STATED EXERCISE
Repeat word for word the records that start at the line containing "In the photo above, where can the black" and end at the last line, including both of those lines.
----- INPUT DATA
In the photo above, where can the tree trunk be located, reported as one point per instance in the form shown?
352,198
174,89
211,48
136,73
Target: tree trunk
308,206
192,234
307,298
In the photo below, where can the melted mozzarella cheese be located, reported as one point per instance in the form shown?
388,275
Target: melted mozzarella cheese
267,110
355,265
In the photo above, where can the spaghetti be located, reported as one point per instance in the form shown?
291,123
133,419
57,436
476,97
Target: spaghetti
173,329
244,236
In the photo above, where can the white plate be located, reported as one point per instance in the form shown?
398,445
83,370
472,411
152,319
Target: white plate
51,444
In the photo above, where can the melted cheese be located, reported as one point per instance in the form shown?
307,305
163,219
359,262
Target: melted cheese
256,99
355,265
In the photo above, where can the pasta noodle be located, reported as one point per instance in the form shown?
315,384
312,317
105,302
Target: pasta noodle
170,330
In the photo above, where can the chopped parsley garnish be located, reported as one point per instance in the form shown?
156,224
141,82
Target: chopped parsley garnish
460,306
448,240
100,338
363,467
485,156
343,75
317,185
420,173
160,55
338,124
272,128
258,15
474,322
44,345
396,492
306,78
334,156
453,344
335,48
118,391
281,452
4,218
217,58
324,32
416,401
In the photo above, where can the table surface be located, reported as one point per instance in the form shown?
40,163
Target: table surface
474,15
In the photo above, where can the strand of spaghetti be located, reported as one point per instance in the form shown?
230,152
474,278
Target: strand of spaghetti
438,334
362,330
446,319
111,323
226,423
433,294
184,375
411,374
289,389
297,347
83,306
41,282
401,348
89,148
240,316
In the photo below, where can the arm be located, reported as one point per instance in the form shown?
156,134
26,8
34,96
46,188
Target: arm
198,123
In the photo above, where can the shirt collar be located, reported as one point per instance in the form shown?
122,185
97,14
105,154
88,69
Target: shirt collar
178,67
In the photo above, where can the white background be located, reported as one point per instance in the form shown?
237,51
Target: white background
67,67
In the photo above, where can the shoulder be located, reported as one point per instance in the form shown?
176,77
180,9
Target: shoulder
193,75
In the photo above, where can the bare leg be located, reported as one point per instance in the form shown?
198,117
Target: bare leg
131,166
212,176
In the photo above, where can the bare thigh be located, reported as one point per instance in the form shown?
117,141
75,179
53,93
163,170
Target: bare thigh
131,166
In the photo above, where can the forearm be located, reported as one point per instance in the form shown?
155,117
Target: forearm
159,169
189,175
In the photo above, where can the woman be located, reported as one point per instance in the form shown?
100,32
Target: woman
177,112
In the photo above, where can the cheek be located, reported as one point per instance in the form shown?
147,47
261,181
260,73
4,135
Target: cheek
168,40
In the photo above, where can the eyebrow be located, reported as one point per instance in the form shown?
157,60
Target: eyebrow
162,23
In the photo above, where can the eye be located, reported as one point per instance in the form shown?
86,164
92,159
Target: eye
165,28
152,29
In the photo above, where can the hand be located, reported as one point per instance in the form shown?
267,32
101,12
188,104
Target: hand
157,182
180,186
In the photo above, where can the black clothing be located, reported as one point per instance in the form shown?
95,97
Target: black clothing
----------
ANSWER FOR THE TASK
In the photo above, where can the black clothing be located, reported as one point per instance in the form shown?
95,97
Target: black clothing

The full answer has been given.